§ PROBLEM STATEMENT
Give again, unaltered, the lines of the listing below that run from the line having "box: [377, 64, 406, 80]" through the line having "box: [196, 28, 215, 84]".

§ THE DATA
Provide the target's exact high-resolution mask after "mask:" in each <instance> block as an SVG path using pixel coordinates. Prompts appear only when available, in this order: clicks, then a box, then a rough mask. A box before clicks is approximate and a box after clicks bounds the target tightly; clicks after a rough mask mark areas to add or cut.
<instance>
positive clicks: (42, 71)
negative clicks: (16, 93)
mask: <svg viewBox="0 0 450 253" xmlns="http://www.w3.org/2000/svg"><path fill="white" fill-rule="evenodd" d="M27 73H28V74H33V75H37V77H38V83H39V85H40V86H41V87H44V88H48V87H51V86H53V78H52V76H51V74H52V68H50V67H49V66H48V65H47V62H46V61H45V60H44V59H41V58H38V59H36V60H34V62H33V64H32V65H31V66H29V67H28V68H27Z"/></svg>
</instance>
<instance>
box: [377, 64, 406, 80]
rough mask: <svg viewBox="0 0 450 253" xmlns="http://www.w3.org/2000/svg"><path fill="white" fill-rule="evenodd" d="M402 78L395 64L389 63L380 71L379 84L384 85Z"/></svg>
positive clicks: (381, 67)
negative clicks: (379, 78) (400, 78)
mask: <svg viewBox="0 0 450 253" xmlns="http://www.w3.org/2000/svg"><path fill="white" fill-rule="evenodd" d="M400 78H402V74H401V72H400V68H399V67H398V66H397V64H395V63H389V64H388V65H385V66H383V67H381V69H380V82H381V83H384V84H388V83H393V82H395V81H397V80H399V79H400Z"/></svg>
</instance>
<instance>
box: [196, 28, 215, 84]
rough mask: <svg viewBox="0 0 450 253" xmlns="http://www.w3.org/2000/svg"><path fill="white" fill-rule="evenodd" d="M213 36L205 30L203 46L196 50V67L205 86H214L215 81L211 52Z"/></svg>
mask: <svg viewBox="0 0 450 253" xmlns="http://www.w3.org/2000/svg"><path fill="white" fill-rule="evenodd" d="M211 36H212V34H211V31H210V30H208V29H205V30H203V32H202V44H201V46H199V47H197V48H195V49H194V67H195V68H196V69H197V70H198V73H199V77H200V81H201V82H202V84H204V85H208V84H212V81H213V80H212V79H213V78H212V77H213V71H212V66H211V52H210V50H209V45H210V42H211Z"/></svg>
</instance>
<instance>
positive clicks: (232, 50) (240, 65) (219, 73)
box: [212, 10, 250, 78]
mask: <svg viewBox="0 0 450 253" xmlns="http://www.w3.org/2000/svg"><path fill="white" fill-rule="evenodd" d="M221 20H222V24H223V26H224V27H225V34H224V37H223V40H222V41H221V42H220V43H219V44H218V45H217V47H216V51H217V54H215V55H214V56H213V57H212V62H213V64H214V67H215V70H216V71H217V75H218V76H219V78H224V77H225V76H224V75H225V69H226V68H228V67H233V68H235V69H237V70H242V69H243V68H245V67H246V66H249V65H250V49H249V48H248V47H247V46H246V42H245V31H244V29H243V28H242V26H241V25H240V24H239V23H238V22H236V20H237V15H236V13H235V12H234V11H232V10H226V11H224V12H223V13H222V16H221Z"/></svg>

§ WRITTEN ANSWER
box: [377, 64, 406, 80]
rough mask: <svg viewBox="0 0 450 253" xmlns="http://www.w3.org/2000/svg"><path fill="white" fill-rule="evenodd" d="M402 78L395 64L389 63L380 71L379 84L384 85Z"/></svg>
positive clicks: (381, 67)
negative clicks: (379, 78) (400, 78)
mask: <svg viewBox="0 0 450 253" xmlns="http://www.w3.org/2000/svg"><path fill="white" fill-rule="evenodd" d="M400 78H402V74H401V72H400V68H399V67H398V66H397V64H395V63H389V64H388V65H385V66H383V67H381V69H380V82H381V83H384V84H388V83H393V82H395V81H397V80H399V79H400Z"/></svg>
</instance>
<instance>
box: [196, 28, 215, 84]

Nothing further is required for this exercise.